*PROBLEM*:
Could you reproduce the lines verbatim, starting at the line containing "Return the segmentation of every instance of the man's face" and ending at the line containing "304), (476, 356)]", both included?

*PROVIDED DATA*:

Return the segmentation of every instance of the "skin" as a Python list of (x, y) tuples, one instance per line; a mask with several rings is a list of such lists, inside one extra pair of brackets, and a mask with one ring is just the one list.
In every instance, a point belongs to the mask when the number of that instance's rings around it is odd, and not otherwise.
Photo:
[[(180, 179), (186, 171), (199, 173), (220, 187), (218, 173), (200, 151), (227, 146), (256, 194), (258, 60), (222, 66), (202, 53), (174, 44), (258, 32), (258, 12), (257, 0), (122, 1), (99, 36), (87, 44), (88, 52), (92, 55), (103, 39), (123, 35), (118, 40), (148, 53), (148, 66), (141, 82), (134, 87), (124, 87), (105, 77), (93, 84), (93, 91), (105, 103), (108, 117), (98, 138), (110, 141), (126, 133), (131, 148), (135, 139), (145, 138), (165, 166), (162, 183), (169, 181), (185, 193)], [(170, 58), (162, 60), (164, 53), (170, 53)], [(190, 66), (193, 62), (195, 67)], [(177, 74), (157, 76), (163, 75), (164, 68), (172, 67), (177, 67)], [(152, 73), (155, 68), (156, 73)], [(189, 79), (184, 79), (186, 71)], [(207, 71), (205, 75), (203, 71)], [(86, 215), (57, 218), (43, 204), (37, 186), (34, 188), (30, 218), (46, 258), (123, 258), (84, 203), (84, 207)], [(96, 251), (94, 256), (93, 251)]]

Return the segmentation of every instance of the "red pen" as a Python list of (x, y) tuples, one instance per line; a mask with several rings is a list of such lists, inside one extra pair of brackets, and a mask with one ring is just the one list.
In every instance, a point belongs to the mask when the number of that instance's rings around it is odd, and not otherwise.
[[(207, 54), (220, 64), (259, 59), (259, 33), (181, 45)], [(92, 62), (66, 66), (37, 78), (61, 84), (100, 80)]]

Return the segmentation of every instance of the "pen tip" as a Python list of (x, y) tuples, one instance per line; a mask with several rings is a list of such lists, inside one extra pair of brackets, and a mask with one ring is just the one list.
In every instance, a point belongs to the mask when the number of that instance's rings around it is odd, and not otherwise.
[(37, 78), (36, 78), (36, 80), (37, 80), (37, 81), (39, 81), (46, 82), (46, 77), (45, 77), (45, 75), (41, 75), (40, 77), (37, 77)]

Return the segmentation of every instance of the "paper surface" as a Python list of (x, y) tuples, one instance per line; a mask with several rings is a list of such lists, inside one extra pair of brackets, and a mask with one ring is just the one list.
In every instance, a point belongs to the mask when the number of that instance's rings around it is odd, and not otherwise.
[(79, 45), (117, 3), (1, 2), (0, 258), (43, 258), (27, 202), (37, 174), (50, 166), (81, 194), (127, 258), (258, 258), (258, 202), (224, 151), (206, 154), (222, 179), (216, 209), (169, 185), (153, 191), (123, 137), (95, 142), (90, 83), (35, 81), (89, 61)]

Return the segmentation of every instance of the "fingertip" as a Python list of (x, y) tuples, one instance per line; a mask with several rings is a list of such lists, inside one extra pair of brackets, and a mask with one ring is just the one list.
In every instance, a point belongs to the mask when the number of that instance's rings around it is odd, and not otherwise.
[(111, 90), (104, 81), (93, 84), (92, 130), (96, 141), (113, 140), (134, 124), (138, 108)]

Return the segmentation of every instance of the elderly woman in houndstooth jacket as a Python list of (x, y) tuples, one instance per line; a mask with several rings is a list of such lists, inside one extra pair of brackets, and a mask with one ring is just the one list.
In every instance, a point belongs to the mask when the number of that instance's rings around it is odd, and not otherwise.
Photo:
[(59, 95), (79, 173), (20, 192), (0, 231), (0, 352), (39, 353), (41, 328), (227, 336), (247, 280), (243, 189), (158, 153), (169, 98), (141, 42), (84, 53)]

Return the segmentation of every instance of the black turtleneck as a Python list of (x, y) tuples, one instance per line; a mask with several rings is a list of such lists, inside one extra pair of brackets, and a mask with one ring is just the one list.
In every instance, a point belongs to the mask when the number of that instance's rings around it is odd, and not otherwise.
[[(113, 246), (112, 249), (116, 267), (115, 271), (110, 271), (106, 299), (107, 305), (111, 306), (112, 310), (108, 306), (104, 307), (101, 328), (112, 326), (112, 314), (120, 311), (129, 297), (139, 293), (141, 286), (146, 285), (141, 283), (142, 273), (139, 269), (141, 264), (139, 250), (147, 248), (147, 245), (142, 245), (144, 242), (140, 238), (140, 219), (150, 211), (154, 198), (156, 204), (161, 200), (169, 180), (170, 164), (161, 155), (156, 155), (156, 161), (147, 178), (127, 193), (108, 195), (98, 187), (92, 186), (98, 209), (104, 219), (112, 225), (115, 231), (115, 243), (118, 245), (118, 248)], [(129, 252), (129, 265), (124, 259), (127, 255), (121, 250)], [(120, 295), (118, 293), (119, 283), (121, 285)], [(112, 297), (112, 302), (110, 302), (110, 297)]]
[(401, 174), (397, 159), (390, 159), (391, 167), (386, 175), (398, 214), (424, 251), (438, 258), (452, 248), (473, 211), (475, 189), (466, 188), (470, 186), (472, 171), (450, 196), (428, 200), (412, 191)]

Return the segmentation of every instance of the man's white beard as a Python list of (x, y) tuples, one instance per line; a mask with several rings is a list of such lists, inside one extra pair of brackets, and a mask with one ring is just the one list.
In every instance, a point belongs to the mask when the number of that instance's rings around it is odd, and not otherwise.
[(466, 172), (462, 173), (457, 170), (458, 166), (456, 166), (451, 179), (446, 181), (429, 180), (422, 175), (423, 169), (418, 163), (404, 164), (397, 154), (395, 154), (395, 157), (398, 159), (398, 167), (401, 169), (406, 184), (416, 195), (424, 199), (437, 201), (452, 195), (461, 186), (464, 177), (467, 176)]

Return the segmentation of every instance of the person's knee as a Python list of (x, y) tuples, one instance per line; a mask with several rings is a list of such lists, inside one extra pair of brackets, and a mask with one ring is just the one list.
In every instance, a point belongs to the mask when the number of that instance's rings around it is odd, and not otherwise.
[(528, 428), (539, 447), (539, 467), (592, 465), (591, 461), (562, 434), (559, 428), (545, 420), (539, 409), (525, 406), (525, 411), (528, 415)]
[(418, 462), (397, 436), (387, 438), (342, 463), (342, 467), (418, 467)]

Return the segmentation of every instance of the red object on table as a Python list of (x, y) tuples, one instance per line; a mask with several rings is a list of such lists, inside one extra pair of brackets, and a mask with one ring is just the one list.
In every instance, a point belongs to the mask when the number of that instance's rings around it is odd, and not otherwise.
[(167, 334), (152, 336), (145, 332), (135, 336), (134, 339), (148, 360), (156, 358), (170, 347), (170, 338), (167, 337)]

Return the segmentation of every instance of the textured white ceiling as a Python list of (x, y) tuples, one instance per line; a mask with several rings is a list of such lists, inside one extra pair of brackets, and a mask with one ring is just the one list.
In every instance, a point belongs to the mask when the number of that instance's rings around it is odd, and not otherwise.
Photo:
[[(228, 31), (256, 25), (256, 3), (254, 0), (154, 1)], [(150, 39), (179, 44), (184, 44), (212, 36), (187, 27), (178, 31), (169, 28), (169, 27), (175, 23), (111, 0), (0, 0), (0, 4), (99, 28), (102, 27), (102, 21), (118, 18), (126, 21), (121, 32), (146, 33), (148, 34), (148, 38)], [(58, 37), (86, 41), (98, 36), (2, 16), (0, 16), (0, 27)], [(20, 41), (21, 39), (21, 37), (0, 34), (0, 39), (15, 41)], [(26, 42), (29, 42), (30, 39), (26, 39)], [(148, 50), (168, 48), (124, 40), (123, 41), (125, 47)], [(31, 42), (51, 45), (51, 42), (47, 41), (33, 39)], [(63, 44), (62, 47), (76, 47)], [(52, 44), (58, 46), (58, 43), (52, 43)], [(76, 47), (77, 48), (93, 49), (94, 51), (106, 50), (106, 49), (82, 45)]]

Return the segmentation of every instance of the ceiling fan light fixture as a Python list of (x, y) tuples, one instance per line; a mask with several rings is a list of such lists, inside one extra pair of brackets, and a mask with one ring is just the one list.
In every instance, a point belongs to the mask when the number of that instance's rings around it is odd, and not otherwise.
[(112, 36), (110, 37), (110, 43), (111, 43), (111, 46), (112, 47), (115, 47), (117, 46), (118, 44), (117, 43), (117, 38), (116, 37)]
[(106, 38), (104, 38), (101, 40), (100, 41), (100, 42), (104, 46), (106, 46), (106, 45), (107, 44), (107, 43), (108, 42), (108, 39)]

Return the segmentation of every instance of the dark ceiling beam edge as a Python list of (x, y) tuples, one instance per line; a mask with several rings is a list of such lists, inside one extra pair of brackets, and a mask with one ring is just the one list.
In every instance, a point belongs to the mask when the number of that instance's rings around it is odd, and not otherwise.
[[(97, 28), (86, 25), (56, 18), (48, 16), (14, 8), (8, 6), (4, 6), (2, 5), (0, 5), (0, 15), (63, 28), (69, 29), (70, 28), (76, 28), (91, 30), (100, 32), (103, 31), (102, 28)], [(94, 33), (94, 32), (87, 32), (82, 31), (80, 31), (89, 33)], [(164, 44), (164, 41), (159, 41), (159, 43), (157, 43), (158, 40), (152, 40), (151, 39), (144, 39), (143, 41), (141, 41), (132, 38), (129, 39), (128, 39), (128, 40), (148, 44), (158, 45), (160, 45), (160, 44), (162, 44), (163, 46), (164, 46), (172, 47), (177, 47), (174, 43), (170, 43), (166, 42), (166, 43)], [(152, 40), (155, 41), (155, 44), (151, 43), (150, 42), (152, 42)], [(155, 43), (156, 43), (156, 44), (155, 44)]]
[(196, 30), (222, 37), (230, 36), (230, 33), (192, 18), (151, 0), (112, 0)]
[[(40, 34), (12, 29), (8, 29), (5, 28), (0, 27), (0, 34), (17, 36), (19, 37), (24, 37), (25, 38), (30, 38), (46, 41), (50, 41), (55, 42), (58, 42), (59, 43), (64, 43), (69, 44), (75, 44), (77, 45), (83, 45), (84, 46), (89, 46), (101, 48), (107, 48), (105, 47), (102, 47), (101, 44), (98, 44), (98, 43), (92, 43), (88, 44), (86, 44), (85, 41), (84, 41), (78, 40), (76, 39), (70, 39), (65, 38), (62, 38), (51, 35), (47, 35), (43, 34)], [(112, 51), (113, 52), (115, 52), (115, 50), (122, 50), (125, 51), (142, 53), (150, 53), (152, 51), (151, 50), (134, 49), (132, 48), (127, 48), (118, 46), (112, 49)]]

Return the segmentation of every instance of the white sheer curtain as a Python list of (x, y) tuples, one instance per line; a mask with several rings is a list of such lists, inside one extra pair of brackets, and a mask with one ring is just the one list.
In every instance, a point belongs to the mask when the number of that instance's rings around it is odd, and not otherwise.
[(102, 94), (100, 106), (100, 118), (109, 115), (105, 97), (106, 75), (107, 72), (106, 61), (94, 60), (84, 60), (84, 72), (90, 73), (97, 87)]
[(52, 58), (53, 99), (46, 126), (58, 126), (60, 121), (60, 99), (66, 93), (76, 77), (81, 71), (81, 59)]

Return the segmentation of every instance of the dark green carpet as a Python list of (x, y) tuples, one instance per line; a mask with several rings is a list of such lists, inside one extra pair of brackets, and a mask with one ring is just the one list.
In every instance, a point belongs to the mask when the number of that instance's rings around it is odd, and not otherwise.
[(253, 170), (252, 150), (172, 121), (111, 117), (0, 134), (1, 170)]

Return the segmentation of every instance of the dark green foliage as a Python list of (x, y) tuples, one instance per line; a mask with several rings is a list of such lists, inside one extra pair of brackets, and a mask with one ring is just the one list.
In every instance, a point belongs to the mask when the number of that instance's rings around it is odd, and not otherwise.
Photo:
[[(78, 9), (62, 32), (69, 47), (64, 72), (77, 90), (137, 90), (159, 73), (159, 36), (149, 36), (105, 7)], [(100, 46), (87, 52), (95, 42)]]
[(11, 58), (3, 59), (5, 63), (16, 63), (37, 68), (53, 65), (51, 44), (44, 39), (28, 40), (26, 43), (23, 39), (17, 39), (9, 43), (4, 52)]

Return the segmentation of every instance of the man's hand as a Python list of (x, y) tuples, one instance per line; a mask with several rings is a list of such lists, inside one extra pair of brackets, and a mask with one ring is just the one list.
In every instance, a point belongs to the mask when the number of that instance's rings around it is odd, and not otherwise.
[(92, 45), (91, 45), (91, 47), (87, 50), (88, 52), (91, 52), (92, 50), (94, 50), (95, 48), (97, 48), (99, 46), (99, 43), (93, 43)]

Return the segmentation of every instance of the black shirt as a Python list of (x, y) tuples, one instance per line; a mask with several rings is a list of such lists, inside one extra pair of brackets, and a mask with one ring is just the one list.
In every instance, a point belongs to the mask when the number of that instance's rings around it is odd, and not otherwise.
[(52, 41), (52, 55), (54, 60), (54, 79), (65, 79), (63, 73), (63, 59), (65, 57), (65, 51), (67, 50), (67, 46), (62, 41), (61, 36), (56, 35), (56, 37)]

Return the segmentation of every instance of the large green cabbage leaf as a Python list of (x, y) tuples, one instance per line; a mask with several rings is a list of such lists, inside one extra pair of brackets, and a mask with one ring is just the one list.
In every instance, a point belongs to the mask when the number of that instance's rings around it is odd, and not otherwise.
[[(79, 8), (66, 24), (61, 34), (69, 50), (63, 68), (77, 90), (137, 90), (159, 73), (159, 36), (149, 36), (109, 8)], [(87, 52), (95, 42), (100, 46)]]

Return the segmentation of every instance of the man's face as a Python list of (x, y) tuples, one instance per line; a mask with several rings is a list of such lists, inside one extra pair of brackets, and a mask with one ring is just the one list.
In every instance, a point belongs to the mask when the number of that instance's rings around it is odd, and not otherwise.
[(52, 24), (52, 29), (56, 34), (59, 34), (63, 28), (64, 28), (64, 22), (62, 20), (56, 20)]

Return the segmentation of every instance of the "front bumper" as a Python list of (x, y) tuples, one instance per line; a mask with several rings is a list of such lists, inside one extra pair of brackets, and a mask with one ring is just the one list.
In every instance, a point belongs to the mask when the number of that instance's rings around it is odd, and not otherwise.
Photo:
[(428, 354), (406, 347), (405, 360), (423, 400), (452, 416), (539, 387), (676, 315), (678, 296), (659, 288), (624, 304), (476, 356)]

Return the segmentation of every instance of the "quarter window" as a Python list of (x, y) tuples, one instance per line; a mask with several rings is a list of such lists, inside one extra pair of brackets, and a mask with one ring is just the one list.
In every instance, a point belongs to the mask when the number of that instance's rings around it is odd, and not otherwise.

*ANSWER TO THIS PROBLEM*:
Return the segmentation of every instance of the man's face as a Python list of (x, y) tuples, one instance per line; a mask with several rings is a list of such lists, inside one extra pair of brackets, and a mask with one ring is just the one list.
In every instance, a point belongs to the mask when the number of that instance's rings around it is odd, and not otherwise.
[(52, 24), (52, 29), (56, 34), (59, 34), (63, 28), (64, 28), (64, 22), (62, 20), (56, 20)]

Return the segmentation of every instance of the "front bumper" as a Python list of (x, y) tuples, one instance per line; a mask with several rings is a list of such lists, inside one extra pair of brackets, and a mask with one ring is just the one list.
In every instance, a point belongs to the mask when the number of that instance's rings around it is odd, and not otherwise.
Photo:
[(428, 354), (406, 347), (405, 360), (423, 400), (452, 416), (539, 387), (676, 315), (678, 296), (659, 288), (624, 304), (476, 356)]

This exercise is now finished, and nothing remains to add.